**Text block:**
Short introduction to Reactive Extensions

The Reactive Extensions (Rx) is a library for programming with asynchronous data streams. It was originally developed at Microsoft for the .NET Framework but is now available as a seperate library. Meanwhile it has been ported to many other languages and platforms as e.g. Java, Scala, C++, Clojure, JavaScript, Python, Groovy, JRuby, and others.

Rx can be used in desktop as well as web-based applications on either server or client side. A few common situations / problems where you might benefit from using Rx are:

  • Unresponsive UI
  • Long running computations that could potentially block other threads
  • Asynchronous programming where multiple sources of data and events have to be combined
  • Enabling and managing concurrency on backend independent of the consumers implementation
  • Handling errors and cancellation of asynchronous tasks

In this post I will introduce some general ideas behind Rx and show how it can help in some of the situations stated above. If you are new to Rx it will give you a basic understanding of what Rx is and where it can be useful to apply.

The examples are all presented in C#. But the concepts apply to all programming languages.

Definition

A definition of Rx could be:

Rx is a library for programming with asynchronous data streams. It is a combination of the observer and the iterator pattern as described by the Gang of Four combined with ideas and concepts from functional programming.

Bounding-box records
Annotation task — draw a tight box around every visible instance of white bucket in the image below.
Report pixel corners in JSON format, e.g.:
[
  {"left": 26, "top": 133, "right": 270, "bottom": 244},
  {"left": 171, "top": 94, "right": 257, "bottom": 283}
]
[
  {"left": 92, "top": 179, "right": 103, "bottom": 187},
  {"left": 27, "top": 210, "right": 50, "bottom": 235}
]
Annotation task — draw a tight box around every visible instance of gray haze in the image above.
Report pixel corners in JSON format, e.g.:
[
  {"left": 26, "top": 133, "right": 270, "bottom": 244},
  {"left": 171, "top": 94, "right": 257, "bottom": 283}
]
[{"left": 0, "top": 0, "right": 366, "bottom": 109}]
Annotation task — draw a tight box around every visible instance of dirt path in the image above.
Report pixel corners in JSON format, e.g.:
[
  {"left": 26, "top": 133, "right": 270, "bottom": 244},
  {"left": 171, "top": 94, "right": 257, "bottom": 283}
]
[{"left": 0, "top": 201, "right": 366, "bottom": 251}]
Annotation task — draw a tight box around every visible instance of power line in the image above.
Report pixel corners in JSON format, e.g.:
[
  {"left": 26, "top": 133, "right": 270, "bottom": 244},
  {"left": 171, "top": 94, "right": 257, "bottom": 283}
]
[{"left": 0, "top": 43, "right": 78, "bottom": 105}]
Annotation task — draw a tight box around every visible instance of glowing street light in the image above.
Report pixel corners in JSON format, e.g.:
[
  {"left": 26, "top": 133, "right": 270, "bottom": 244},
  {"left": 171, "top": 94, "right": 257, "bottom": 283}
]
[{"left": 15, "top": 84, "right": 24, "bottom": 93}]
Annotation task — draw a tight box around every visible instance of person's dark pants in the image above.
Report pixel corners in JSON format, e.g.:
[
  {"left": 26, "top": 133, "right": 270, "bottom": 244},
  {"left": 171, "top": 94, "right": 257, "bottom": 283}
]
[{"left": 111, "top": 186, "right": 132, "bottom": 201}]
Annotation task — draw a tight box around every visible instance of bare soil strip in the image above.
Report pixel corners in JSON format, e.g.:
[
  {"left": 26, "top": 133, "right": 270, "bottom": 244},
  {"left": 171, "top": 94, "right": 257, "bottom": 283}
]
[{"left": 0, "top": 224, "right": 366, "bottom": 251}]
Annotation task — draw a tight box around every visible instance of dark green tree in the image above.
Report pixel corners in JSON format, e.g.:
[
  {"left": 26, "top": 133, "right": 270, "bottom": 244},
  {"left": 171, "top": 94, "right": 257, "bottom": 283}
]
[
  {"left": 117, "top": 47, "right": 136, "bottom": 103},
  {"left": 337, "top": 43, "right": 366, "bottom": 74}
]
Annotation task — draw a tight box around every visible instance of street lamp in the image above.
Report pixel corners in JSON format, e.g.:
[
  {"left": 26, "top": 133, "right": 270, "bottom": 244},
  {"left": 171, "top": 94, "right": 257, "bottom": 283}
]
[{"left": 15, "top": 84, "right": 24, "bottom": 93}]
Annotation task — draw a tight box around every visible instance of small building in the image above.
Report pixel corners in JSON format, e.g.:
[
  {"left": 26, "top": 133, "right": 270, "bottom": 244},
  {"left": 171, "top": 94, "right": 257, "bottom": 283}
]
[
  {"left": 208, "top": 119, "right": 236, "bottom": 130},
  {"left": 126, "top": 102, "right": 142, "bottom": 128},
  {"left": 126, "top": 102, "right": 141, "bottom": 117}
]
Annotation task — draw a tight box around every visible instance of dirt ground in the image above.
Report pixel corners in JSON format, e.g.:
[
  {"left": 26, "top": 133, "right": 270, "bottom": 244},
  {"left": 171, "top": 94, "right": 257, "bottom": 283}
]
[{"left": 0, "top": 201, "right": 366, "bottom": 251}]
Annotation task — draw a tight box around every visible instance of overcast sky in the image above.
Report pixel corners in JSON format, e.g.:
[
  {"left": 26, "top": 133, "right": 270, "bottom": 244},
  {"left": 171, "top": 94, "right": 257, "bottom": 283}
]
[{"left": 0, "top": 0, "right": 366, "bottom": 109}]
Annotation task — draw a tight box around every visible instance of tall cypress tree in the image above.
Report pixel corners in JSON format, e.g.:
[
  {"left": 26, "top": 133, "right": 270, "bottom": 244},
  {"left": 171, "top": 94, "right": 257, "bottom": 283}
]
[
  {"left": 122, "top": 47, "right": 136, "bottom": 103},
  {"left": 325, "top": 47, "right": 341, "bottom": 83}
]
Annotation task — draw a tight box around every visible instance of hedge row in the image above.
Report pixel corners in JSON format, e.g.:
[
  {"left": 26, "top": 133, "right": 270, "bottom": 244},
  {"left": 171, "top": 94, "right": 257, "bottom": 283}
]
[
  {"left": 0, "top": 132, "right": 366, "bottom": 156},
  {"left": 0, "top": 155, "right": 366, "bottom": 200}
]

**Written tasks:**
1. According to the Rx introduction, which company originally developed Reactive Extensions, and for what framework?
2. Reproduce word for word the part of the records that begins with the line containing "row in the image above." and continues through the end of the records.
The Rx introduction and the records are unrelated material.

**Answers below:**
1. Microsoft developed it for the .NET Framework.

2.
Annotation task — draw a tight box around every visible instance of hedge row in the image above.
Report pixel corners in JSON format, e.g.:
[
  {"left": 26, "top": 133, "right": 270, "bottom": 244},
  {"left": 171, "top": 94, "right": 257, "bottom": 283}
]
[
  {"left": 0, "top": 132, "right": 366, "bottom": 156},
  {"left": 0, "top": 155, "right": 366, "bottom": 200}
]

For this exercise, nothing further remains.